Text section »
#####

Parsing Tab Delimited File
-
is there any way faster then using split()? the lines are all the exact same format, with no nulls, etc this is what i am using: while (html_sr.Peek() >=0) { txt_file = html_sr.ReadLine(); user_info = txt_file.Split('\t'); SQLAction.InsertUpdateUser(int.Parse(user_info[5]),user_info[2],int.Parse(user_info[4]),double.Parse(user_info[3]),date_modified,int.Parse(user_info[1]),int.Parse(user_info[0])); }
-
is there any way faster then using split()? the lines are all the exact same format, with no nulls, etc this is what i am using: while (html_sr.Peek() >=0) { txt_file = html_sr.ReadLine(); user_info = txt_file.Split('\t'); SQLAction.InsertUpdateUser(int.Parse(user_info[5]),user_info[2],int.Parse(user_info[4]),double.Parse(user_info[3]),date_modified,int.Parse(user_info[1]),int.Parse(user_info[0])); }
The first obviouse thing is:
while (html_sr.Peek() >=0)
{
txt_file = html_sr.ReadLine();Why not use:
while((txt_file = html_sr.ReadLine()) != null)
{
// Do stuff...
}Now, you no longer have to perform the peek operation and your test is against a value you would get anyway. (Since the RealLine method already performs some operation to determine whether it is at the EOF why duplicate the effort)
EuroCPian Spring 2004 Get Together[^] "You can have everything in life you want if you will just help enough other people get what they want." --Zig Ziglar "Get in touch with your Inner Capitalist - I wish you much success!" -- Christopher Duncan, Lounge 9-Feb-2004
-
The first obviouse thing is:
while (html_sr.Peek() >=0)
{
txt_file = html_sr.ReadLine();Why not use:
while((txt_file = html_sr.ReadLine()) != null)
{
// Do stuff...
}Now, you no longer have to perform the peek operation and your test is against a value you would get anyway. (Since the RealLine method already performs some operation to determine whether it is at the EOF why duplicate the effort)
EuroCPian Spring 2004 Get Together[^] "You can have everything in life you want if you will just help enough other people get what they want." --Zig Ziglar "Get in touch with your Inner Capitalist - I wish you much success!" -- Christopher Duncan, Lounge 9-Feb-2004
Thanks! i had thought that Readline would throw an exception :) now to test and see if this will provide any performance improvement though i suppose most of my problem is the SQL method... right now it proceses on average 170 of those lines per second, just trying to squash it down as much as possible
-
Thanks! i had thought that Readline would throw an exception :) now to test and see if this will provide any performance improvement though i suppose most of my problem is the SQL method... right now it proceses on average 170 of those lines per second, just trying to squash it down as much as possible
-
You should probably use some profiler to see what takes most time. It probably is sql query. Make sure you're not opening the connection with each query, but open it once and do all the queries then.

#####

To do »
1. Summarize the tab-delimited file thread in two sentences.
2. Please carry on the tab-delimited file thread from where it stops.
The data that comes next is separate from the tab-delimited file thread.

Data lines »
#####

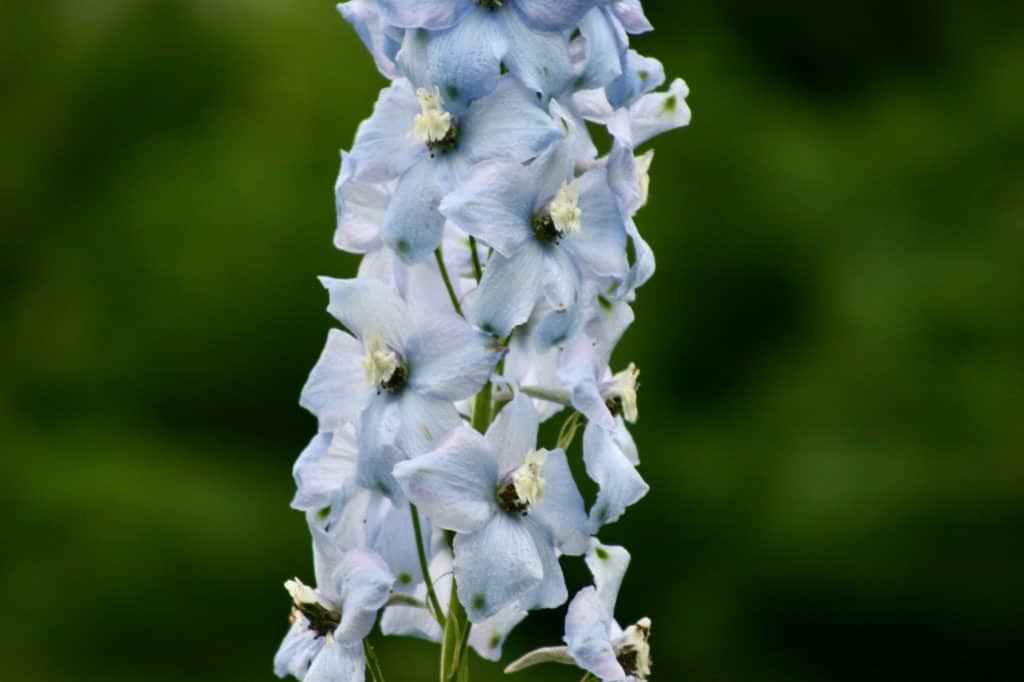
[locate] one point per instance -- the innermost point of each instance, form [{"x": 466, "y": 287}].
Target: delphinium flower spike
[{"x": 500, "y": 258}]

#####

Results of the exercise »
1. A user reading a tab-delimited file line by line asks whether anything is faster than Split(), and a reply suggests dropping the Peek check by looping until ReadLine() returns null. The user says the SQL method is probably the main problem at about 170 lines per second, and another reply advises using a profiler and opening the connection once rather than for each query.

2.
thanks... the query is actually a single stored procedure, but a complex one
-
Thanks! i had thought that Readline would throw an exception :) now to test and see if this will provide any performance improvement though i suppose most of my problem is the SQL method... right now it proceses on average 170 of those lines per second, just trying to squash it down as much as possible
If you're doing INSERTs on a SQL Server from a comma-delimited file, use BCP (Bulk Copy). It can do up to 100,000 lines/second on a big machine and on desktop machines it processes up to 10,000 lines/second. Perl combines all the worst aspects of C and Lisp: a billion different sublanguages in one monolithic executable. It combines the power of C with the readability of PostScript. -- Jamie Zawinski
-
If you're doing INSERTs on a SQL Server from a comma-delimited file, use BCP (Bulk Copy). It can do up to 100,000 lines/second on a big machine and on desktop machines it processes up to 10,000 lines/second. Perl combines all the worst aspects of C and Lisp: a billion different sublanguages in one monolithic executable. It combines the power of C with the readability of PostScript. -- Jamie Zawinski
unfortunatly the text file needs to be "processed"